* [Selected text]
This section will be written as a couple of short paragraphs, introducing the idea of transgender and/or transsexuality to those who are completely new to the concept. It is about as basic as I can make it. Read on!
Let's start off, simply, at birth. Please bear with me; I'm approaching the point a little slowly, to make sure that I'm being clear.
When a baby is born with a penis and testicles, as well as other characteristics traditionally deemed to be "male," people consider it to be a boy baby. When a baby is born with a vulva (and XX chromosomes, and a uterus, etc.) it is deemed to be a girl baby.
Usually, nobody gives this a second thought. We tend to consider it a pretty easy distinction to make. But it isn't so easy.
There are a couple of ways that this model can become inaccurate. The first one is pretty simple, and not too relevant to this website: I'll describe it only briefly. This type of variance, this variation in sex development, is called intersexuality. Intersex people's bodies are not medically assignable as either 100% male or 100% female. They just aren't. That's the way they've grown in utero.

[Stored data entries]

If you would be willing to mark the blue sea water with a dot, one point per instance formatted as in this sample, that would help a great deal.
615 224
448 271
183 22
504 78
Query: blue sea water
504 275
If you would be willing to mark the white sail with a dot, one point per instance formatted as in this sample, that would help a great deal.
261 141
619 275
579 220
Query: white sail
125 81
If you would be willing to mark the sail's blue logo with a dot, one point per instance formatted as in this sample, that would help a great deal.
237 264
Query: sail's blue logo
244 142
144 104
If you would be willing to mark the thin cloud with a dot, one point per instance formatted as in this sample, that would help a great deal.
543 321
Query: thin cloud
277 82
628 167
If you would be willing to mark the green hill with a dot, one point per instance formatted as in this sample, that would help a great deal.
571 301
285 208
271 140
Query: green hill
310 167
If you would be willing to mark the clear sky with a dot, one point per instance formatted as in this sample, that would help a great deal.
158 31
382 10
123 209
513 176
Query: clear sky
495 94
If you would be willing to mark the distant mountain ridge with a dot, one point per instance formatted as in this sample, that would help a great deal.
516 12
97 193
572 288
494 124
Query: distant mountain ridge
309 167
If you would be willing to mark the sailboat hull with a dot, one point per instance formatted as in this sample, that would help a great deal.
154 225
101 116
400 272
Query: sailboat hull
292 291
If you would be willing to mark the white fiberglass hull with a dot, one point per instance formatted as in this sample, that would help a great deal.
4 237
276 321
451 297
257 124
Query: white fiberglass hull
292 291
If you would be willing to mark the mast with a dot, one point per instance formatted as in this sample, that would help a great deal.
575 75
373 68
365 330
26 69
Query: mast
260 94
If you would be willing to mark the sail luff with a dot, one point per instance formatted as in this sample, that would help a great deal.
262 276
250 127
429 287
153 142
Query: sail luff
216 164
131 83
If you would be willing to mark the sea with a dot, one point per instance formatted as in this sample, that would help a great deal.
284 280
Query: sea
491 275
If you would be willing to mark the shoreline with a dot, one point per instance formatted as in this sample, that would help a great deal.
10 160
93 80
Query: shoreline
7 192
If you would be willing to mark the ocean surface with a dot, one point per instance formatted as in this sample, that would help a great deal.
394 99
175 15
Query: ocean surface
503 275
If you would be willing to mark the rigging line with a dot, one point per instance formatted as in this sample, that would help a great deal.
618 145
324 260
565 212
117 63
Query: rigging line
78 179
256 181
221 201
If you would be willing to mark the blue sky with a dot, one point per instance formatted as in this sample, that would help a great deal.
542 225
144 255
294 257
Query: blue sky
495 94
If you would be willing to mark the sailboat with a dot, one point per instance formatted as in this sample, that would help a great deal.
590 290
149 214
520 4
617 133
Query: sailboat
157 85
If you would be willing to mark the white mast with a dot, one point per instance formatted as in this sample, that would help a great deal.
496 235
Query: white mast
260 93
* * *
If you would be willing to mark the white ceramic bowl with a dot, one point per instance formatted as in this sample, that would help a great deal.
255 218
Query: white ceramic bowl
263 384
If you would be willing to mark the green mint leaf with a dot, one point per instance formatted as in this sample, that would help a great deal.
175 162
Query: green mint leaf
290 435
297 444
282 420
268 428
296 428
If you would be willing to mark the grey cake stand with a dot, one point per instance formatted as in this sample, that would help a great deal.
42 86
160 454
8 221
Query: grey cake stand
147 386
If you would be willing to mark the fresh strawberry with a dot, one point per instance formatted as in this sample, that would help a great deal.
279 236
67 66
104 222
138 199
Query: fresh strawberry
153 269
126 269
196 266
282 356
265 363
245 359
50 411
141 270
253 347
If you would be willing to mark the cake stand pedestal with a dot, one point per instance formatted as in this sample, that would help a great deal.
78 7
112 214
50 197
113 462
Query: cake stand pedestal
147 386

* [Exercise brief]
Answer these questions about the introduction to transgender identity, one per line:
1. What does the opening say the section will be written as?
2. What is a baby born with a vulva deemed to be?
3. What is the variation in sex development called?

* [Output below]
1. A couple of short paragraphs
2. A girl baby
3. Intersexuality